> ARTICLE

[BEGIN]

An Embarrassment of Riches (Or Why Comparisons Fail)

The Harvest Collegiate High School that I helped to open in September is the result of an inspirational plan written by a brilliant principal, deep and thoughtful work and planning by a team of passionate and experienced educators, and the incredible courses imagined by our teachers. Our school can be proud about these accomplishments.

But Harvest is also equipped with a number of advantages, some born of current school politics and others of luck, that will give us a huge leg up on other schools in New York City.

First, we have our founding staff. While immense time and thought was put into recruitment and interviewing, Harvest had something going for it that few schools do: the opportunity to start something new. Our staff shares a wonderful mix of experienced teachers looking to implement the lessons of decades of teaching and school design with novice teachers with unbridled enthusiasm and visions for what is possible. Without exception, every teacher we have is a rock star in the classroom, or well on his or her way to being one. We have expertise in curriculum development, assessment design, and pedagogy in every discipline. We have former department chairs, professional developers, and published authors. We are also incredibly diverse in terms of age, race, ethnicity, sexuality, and home background — in fact, we’re the most diverse of any staff I’ve been part of.

We have a second advantage in our students. It takes a special kind of student and parent to take a risk on a new school. Because we are new, our students and their parents bring an enthusiasm and energy that will push the school to be better. The majority of students who chose and were matched with our school had GPAs above 80 and were proficient on middle school exams. Our students’ diversity matches that of our staff’s: 42 percent of students live in Manhattan, and the rest are evenly split among the Bronx, Brooklyn, and Queens. Other than a clump in Northern Manhattan and the South Bronx, a map of our students’ addresses looks like someone just randomly threw darts at a map of the city. The students come from homes speaking nine different languages, and from countries across North and South America, the Caribbean, Europe, Asia, and Africa.

Third, we have extra money as a new school. Federal Race to the Top funds that could have been used to support struggling schools instead go to us. This allows us to buy new supplies necessary for a new school, but it also gave us money to hire an extra teacher and new computers.

But perhaps our largest advantage is our space.  Situated on 14th Street between Fifth and Sixth Avenues in Manhattan, right by Union Square, the school could have opened in a better spot in the city. We’re accessible from everywhere. Students and teachers can efficiently get to school on a half dozen subway lines from all corners of Manhattan, Brooklyn, Queens, the Bronx, and Staten Island. We’re at a place where all of New York City comes together. Because of that, we can recruit teachers from the entire metropolitan area, giving us a huge advantage over schools on the outskirts of outer boroughs.

The school itself is in better physical shape than any school I’ve seen in the city. Set on the fourth and fifth floors of a commercial building, with a gym and party store beneath us, the space is clean, bright, and neat. Everything works. There are lockers in the halls, an uncommon sight in city schools, and central air conditioning. Sure, there’s not a gym and Harvest will sadly mainly be a metaphor rather than a physical reality, but there is nothing more we could ask for in terms of space for the core mission of a school, which is to facilitate students’ learning.

[END]

> GIVEN RECORDS
[BEGIN]

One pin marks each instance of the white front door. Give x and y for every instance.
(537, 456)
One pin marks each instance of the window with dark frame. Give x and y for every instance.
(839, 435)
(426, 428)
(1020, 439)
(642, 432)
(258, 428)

[END]

> WRITTEN EXERCISE
Reproduce word for word the passage of the Harvest Collegiate article above, everything from "Third, we have" down to "and new computers.".

> WRITTEN RESPONSE
Third, we have extra money as a new school. Federal Race to the Top funds that could have been used to support struggling schools instead go to us. This allows us to buy new supplies necessary for a new school, but it also gave us money to hire an extra teacher and new computers.